[Named object pointing records]

------------------------

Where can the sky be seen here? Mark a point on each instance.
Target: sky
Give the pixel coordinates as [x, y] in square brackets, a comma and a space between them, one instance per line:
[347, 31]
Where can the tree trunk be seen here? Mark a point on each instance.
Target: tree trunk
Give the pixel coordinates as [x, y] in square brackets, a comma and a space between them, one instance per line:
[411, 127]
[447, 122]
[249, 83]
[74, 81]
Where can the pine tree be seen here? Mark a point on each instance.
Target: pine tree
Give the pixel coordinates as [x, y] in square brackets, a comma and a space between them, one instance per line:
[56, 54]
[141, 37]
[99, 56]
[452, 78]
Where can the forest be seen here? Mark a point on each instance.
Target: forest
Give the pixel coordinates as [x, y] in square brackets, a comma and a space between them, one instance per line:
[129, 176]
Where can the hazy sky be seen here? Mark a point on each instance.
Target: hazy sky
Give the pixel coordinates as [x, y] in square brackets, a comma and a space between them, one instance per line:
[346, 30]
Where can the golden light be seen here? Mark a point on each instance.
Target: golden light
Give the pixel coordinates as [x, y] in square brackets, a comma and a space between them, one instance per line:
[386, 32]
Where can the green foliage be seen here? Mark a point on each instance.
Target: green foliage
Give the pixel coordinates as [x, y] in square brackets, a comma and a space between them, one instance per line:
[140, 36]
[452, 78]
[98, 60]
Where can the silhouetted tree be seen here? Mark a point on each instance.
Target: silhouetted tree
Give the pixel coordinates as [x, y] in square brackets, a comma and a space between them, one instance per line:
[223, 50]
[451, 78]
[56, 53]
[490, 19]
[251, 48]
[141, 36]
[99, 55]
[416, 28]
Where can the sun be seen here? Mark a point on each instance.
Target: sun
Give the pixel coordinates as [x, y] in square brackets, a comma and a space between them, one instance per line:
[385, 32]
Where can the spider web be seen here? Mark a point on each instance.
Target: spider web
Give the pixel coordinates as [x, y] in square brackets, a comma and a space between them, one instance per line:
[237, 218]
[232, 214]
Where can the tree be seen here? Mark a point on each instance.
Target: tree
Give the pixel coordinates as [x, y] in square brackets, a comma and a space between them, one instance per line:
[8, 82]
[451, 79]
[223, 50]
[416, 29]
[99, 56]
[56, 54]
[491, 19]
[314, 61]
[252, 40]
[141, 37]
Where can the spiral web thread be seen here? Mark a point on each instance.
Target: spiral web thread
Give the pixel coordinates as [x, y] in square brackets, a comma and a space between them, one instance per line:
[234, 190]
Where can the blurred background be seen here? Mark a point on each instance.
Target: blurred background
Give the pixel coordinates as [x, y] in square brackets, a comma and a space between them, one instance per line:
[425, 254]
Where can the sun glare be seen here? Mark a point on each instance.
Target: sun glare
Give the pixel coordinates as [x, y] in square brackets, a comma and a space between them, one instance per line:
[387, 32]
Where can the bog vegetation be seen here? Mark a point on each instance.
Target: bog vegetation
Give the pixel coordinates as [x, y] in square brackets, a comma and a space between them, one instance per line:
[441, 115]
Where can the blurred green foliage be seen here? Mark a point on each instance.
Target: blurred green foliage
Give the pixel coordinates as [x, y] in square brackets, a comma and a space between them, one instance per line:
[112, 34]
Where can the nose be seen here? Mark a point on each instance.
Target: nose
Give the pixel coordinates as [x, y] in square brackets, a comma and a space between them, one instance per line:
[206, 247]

------------------------

→ Requirement
Could you retype everything from the line containing "Where can the bog" down to the end of the records, keeping every character unchanged?

→ Full response
Where can the bog vegetation be seen here? Mark a point on each instance.
Target: bog vegetation
Give the pixel coordinates as [x, y] in square brackets, a comma and a space between them, one instance per line:
[441, 115]
Where can the blurred green foliage be seen here? Mark a point on each instance.
Target: blurred green foliage
Give the pixel coordinates as [x, y] in square brackets, a comma and a space between them, one instance per line:
[112, 34]
Where can the nose be seen here? Mark a point on each instance.
Target: nose
Give the pixel coordinates as [x, y] in square brackets, a comma and a space between them, one instance per line:
[206, 247]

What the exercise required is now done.